SOURCE PASSAGE: Begin

Written by Emily Pazel

 

You’re only as old as you feel. And as time progresses, that old, feel-good saying might become more of a reality as new technology and research emerges As more and more women are affected every day by this extremely common hormonal imbalance and metabolism disorder, it’s good to know that you’re not alone in your fight against Polycystic Ovary Syndrome (PCOS). PCOS, which is the leading cause of female infertility and affects 1 in 10 women of childbearing age.

In fact, public organizations,  have worked to designate the month of September as Polycystic Ovary Syndrome Awareness Month, prompting more awareness and education regarding this serious disorder. 

PCOS is mainly caused by an imbalance of reproductive hormones and creates problems in the ovaries, which is the part of the female body that makes eggs that are released each month as part of a healthy menstrual cycle. However, with PCOS, the egg may not develop as normally as it should and may not be released during normal ovulation, which creates infertility issues for women. It also causes the ovaries to develop numerous small collections of fluid-filled sacs known as cysts.

SOURCE PASSAGE: End

» TO DO
According to the PCOS passage, which month has been designated Polycystic Ovary Syndrome Awareness Month?

AVAILABLE DATA: Begin

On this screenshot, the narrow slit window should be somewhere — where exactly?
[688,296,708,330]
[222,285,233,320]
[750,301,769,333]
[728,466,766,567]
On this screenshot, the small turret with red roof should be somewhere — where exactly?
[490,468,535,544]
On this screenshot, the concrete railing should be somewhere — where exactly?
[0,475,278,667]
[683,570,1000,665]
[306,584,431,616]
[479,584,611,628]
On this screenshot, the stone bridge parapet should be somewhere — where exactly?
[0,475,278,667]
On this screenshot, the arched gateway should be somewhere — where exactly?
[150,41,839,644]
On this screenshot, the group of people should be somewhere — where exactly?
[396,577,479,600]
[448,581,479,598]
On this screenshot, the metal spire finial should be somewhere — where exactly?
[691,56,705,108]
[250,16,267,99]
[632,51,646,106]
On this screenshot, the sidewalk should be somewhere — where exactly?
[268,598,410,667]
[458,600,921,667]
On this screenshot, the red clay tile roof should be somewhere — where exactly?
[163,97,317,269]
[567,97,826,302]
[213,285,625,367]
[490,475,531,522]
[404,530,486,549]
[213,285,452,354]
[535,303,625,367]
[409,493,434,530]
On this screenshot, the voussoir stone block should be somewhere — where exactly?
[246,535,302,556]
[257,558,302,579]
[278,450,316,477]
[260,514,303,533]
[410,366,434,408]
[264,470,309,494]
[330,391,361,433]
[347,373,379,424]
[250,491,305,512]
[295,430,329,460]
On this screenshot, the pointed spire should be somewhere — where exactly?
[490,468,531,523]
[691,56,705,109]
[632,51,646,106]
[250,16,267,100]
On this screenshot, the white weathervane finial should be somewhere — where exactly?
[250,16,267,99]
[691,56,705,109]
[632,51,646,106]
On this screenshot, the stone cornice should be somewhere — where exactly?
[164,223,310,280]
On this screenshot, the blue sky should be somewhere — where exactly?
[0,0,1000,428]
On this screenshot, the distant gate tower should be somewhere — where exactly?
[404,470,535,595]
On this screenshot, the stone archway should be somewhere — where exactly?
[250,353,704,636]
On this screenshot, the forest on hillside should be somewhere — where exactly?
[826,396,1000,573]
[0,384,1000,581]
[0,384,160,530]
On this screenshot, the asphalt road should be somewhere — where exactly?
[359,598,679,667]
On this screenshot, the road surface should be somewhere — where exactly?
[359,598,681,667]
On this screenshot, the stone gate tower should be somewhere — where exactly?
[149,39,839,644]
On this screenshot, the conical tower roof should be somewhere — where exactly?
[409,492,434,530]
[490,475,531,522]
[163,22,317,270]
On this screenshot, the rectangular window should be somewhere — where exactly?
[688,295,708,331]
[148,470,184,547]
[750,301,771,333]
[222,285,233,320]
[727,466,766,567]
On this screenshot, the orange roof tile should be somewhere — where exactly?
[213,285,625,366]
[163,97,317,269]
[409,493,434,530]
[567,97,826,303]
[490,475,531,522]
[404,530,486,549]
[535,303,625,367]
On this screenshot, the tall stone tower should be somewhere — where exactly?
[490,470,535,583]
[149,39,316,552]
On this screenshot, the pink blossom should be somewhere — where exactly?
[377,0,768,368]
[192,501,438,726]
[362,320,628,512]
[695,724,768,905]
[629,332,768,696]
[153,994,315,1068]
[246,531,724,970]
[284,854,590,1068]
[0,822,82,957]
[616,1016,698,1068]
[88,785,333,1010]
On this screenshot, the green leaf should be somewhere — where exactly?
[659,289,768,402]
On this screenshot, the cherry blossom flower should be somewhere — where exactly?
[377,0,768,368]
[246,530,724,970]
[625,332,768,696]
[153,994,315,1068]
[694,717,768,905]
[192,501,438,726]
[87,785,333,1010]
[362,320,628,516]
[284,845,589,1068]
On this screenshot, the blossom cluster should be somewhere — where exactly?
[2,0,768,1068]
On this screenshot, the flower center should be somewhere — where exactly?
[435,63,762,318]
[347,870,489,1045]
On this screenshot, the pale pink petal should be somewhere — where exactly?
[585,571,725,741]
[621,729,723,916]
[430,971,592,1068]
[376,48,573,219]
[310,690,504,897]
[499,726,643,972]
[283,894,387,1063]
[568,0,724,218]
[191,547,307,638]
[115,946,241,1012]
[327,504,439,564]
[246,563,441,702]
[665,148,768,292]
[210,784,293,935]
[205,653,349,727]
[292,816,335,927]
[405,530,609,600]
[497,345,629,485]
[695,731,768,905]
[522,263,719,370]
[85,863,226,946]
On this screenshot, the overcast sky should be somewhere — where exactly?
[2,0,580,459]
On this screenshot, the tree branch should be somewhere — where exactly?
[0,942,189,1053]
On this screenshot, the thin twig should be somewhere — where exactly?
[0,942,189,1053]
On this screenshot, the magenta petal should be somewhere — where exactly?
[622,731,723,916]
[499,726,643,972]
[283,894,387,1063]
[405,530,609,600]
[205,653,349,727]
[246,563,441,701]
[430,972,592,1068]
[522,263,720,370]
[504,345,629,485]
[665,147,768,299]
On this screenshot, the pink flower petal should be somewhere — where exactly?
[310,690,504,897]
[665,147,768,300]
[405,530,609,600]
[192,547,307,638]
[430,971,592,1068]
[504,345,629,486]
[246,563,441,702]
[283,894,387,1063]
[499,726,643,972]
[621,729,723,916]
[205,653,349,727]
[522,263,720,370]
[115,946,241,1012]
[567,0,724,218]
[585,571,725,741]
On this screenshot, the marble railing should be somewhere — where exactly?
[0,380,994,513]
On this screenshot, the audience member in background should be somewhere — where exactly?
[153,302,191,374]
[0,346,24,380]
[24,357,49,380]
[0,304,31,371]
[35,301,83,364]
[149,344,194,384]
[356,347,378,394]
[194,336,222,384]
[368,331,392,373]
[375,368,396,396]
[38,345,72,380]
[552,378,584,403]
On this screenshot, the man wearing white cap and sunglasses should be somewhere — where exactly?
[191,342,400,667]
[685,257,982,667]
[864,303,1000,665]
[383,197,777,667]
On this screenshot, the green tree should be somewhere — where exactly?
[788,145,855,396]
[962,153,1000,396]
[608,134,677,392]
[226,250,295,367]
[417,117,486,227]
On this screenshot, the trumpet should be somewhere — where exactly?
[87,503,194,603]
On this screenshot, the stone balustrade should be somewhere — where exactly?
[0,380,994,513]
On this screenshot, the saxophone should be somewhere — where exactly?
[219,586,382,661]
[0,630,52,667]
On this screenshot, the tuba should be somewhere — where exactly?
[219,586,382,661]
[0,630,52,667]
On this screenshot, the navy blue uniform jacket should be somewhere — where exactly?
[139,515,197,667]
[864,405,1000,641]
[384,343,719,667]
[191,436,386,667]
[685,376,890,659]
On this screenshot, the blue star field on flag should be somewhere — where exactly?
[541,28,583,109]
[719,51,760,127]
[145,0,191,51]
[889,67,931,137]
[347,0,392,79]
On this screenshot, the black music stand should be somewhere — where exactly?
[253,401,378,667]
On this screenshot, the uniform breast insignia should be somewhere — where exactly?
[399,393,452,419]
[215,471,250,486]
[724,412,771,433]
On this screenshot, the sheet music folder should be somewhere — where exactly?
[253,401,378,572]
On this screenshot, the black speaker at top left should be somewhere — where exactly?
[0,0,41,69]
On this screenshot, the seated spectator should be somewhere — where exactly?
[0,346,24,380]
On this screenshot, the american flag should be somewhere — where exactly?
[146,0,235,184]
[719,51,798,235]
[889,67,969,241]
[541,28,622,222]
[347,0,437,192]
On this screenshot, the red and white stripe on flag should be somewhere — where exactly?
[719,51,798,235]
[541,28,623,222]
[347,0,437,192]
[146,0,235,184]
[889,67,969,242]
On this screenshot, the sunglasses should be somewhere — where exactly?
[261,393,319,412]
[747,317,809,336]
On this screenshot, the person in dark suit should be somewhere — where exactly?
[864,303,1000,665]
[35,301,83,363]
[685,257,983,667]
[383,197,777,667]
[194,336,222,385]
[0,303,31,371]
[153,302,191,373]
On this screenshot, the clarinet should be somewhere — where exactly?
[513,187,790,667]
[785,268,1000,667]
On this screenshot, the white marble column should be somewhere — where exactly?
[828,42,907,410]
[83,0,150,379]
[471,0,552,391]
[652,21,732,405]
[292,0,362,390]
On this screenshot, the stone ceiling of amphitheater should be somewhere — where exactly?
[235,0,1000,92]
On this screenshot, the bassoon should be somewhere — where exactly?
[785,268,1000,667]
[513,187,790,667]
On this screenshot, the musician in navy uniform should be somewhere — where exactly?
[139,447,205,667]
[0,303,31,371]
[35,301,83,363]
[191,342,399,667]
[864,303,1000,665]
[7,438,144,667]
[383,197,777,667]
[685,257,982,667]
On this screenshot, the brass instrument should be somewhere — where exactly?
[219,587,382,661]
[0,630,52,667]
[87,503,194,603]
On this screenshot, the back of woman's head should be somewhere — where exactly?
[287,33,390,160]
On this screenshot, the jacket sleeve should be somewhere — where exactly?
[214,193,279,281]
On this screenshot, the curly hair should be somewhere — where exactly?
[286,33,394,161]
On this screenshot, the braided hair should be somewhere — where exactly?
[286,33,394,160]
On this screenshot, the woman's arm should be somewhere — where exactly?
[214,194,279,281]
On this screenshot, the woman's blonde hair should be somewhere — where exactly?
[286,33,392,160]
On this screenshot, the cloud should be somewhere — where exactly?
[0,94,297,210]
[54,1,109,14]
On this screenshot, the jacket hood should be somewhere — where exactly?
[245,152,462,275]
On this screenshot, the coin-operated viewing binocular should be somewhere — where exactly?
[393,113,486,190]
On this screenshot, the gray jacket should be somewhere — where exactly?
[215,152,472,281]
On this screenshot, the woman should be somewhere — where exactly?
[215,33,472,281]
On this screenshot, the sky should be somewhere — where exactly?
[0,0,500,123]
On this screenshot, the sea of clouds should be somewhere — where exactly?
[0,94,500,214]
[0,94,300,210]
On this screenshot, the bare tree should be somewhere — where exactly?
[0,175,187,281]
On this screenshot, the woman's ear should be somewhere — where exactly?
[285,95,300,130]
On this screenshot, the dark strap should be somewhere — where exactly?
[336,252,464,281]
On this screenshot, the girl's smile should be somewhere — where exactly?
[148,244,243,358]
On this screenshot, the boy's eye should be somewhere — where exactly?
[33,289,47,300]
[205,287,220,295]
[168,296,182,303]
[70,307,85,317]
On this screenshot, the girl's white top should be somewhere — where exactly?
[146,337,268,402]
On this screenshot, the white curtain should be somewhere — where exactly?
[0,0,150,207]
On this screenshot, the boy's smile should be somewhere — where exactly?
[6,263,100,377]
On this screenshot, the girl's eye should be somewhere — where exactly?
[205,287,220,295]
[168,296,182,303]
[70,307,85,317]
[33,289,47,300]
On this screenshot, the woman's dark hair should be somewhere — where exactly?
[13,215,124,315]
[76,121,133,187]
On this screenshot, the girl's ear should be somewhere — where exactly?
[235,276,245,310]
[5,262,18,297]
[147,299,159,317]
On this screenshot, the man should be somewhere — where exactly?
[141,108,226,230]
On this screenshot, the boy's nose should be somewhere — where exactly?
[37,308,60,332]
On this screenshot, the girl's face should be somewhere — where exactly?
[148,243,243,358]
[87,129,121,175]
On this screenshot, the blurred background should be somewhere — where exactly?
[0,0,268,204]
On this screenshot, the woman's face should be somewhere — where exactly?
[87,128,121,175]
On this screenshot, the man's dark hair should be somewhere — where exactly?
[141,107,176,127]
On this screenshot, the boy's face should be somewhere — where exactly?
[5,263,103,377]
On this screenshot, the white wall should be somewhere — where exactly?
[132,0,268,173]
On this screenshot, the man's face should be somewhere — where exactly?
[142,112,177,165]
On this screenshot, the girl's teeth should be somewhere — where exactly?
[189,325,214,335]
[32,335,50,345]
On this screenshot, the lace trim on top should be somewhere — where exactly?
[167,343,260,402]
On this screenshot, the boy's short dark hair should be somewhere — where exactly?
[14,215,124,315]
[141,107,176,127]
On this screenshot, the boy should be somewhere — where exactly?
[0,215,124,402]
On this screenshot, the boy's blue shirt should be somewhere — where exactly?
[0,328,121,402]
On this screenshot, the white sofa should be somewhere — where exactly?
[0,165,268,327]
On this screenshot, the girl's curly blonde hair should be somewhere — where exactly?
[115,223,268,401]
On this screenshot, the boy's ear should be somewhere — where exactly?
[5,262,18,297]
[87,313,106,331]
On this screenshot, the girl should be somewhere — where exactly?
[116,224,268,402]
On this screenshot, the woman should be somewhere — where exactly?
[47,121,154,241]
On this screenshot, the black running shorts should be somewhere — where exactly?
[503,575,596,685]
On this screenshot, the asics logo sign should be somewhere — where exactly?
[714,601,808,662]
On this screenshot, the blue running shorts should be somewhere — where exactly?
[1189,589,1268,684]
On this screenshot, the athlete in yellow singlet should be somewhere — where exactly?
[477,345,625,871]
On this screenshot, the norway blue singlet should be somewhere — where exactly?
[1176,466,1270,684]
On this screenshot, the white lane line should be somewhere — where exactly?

AVAILABLE DATA: End

» EXERCISE RESPONSE
September